_Given entries_
++++++++++++++++++++

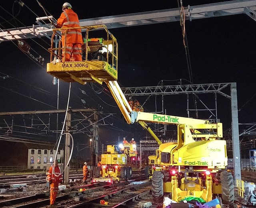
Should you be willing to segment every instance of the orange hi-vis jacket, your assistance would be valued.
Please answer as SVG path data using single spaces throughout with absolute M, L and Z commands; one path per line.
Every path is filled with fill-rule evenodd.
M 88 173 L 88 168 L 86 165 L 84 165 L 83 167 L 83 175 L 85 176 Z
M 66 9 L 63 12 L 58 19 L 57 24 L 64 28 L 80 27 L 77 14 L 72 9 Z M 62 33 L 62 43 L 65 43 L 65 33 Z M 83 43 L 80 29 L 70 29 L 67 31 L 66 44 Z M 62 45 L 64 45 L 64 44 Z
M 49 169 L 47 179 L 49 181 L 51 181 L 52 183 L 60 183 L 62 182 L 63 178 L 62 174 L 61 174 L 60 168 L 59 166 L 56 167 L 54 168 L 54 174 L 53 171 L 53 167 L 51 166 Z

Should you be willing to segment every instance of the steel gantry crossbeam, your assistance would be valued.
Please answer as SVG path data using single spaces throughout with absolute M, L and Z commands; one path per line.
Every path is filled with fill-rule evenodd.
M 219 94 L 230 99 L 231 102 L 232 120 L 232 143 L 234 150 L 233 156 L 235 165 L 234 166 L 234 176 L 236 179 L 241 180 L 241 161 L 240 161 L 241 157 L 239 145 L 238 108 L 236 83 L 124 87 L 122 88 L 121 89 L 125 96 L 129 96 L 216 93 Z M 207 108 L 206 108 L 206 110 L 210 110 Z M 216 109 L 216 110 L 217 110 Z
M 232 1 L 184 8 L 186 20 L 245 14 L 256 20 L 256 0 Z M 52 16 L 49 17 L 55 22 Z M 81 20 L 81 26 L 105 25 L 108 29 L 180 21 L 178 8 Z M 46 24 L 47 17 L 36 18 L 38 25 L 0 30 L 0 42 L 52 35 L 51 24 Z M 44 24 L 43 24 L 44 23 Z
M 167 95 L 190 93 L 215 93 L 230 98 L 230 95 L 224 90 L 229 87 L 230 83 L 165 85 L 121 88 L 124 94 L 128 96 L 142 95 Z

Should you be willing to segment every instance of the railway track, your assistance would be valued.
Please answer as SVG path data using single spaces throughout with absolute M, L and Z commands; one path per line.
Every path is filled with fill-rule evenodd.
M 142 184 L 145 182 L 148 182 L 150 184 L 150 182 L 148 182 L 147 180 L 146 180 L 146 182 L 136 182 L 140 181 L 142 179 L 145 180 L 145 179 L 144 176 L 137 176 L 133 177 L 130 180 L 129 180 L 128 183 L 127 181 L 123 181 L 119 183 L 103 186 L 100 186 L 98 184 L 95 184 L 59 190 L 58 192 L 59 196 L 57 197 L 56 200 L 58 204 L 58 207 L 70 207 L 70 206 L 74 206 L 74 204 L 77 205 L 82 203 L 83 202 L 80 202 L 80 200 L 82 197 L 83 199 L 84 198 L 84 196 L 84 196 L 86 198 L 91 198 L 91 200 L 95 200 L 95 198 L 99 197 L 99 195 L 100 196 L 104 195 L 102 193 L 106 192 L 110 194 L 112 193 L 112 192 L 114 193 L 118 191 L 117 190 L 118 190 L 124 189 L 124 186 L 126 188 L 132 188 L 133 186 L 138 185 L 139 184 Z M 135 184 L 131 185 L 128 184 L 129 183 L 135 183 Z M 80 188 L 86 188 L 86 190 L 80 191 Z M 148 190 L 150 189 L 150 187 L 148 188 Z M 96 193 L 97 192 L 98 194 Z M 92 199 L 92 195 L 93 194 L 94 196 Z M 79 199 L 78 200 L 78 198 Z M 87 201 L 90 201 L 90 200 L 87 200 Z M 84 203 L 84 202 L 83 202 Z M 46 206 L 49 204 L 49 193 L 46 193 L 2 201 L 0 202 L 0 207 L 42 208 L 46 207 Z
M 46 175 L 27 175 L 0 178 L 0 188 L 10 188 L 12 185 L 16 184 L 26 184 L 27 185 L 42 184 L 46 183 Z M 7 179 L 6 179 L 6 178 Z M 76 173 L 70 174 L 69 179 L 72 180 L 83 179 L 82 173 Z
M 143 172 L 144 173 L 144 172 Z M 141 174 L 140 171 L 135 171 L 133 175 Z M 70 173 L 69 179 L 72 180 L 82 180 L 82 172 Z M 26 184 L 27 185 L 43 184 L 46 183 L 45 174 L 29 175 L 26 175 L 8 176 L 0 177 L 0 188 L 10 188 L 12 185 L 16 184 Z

++++++++++++++++++++

Above are the records; reproduce them exactly and leave out the pictures.

Should you be willing to segment every instance of the orange hi-vis jacket, your assistance would be valued.
Please answer as SVG path data using single spaces throughout with absolute M, L and Z commands; one path per line.
Every path is filled with fill-rule evenodd.
M 88 173 L 88 168 L 86 165 L 84 165 L 83 167 L 83 175 L 85 176 Z
M 66 9 L 63 12 L 58 19 L 57 24 L 64 28 L 80 27 L 77 14 L 72 9 Z M 62 33 L 62 43 L 65 43 L 65 33 Z M 83 43 L 80 29 L 70 29 L 67 31 L 66 44 Z M 62 45 L 64 45 L 64 44 Z
M 49 169 L 47 179 L 49 181 L 51 181 L 52 183 L 60 183 L 62 182 L 63 178 L 62 174 L 61 174 L 60 168 L 59 166 L 56 167 L 54 168 L 54 174 L 53 171 L 53 167 L 51 166 Z

Should you be willing to segment every instance of the steel gantry crossbeam, your assistance would be valued.
Please answer as SVG path data using single spaces throughout with absolute M, L and Z commands; one path per line.
Every path is filled with fill-rule evenodd.
M 219 94 L 230 99 L 231 102 L 232 120 L 232 143 L 234 150 L 233 156 L 235 165 L 234 166 L 234 176 L 236 179 L 241 180 L 241 161 L 240 161 L 241 157 L 239 145 L 238 108 L 236 83 L 124 87 L 122 88 L 121 89 L 125 96 L 129 96 L 216 93 Z M 207 108 L 206 108 L 206 110 L 210 110 Z M 216 109 L 216 110 L 217 110 Z
M 232 1 L 184 8 L 186 20 L 245 14 L 256 20 L 256 0 Z M 52 16 L 49 17 L 55 22 Z M 81 20 L 81 26 L 105 25 L 108 29 L 180 21 L 178 8 Z M 46 24 L 47 17 L 36 18 L 38 25 L 0 30 L 0 42 L 52 35 L 51 24 Z M 44 24 L 43 24 L 44 23 Z
M 167 95 L 190 93 L 215 93 L 230 98 L 230 95 L 224 90 L 229 87 L 230 83 L 165 85 L 121 88 L 124 94 L 128 96 L 142 95 Z

Should you be willing to segment every instance of the railway track, your assistance would be valued.
Please answer as SVG path data using single spaces throughout with absolute M, L and Z commands; one path per line.
Every path is filled with fill-rule evenodd.
M 142 184 L 145 182 L 148 182 L 150 184 L 150 182 L 148 182 L 147 180 L 146 180 L 146 182 L 136 182 L 140 181 L 142 179 L 145 180 L 145 179 L 144 176 L 137 176 L 133 177 L 130 180 L 129 180 L 128 183 L 127 181 L 123 181 L 119 183 L 103 186 L 100 186 L 98 184 L 95 184 L 59 190 L 58 192 L 59 196 L 57 197 L 56 200 L 58 204 L 58 207 L 70 207 L 70 206 L 74 206 L 74 204 L 77 205 L 82 203 L 83 202 L 80 202 L 80 200 L 82 197 L 83 199 L 84 198 L 84 196 L 84 196 L 86 198 L 91 198 L 91 200 L 95 200 L 95 198 L 99 197 L 99 195 L 100 196 L 104 195 L 102 193 L 106 192 L 110 194 L 112 193 L 112 192 L 114 193 L 118 191 L 117 190 L 118 190 L 124 189 L 124 186 L 126 188 L 132 188 L 133 186 L 138 185 L 139 184 Z M 135 184 L 131 185 L 128 184 L 129 183 L 135 183 Z M 80 188 L 86 188 L 86 190 L 80 191 Z M 148 190 L 150 189 L 150 187 L 148 188 Z M 96 193 L 97 192 L 98 194 Z M 92 199 L 92 195 L 93 194 L 94 196 Z M 79 199 L 78 200 L 78 198 Z M 87 201 L 90 201 L 90 200 L 87 200 Z M 84 203 L 84 202 L 83 202 Z M 46 206 L 49 204 L 49 193 L 46 193 L 2 201 L 0 202 L 0 207 L 42 208 L 46 207 Z
M 46 175 L 27 175 L 0 178 L 0 188 L 10 188 L 12 185 L 16 184 L 26 184 L 27 185 L 42 184 L 46 183 Z M 7 179 L 6 179 L 6 178 Z M 76 173 L 70 174 L 69 179 L 72 180 L 83 179 L 82 173 Z
M 143 172 L 144 173 L 144 172 Z M 141 174 L 140 171 L 135 171 L 133 175 Z M 70 173 L 69 179 L 72 180 L 82 180 L 82 172 Z M 26 184 L 27 185 L 43 184 L 46 183 L 45 174 L 29 175 L 26 175 L 8 176 L 0 177 L 0 188 L 10 188 L 12 185 L 16 184 Z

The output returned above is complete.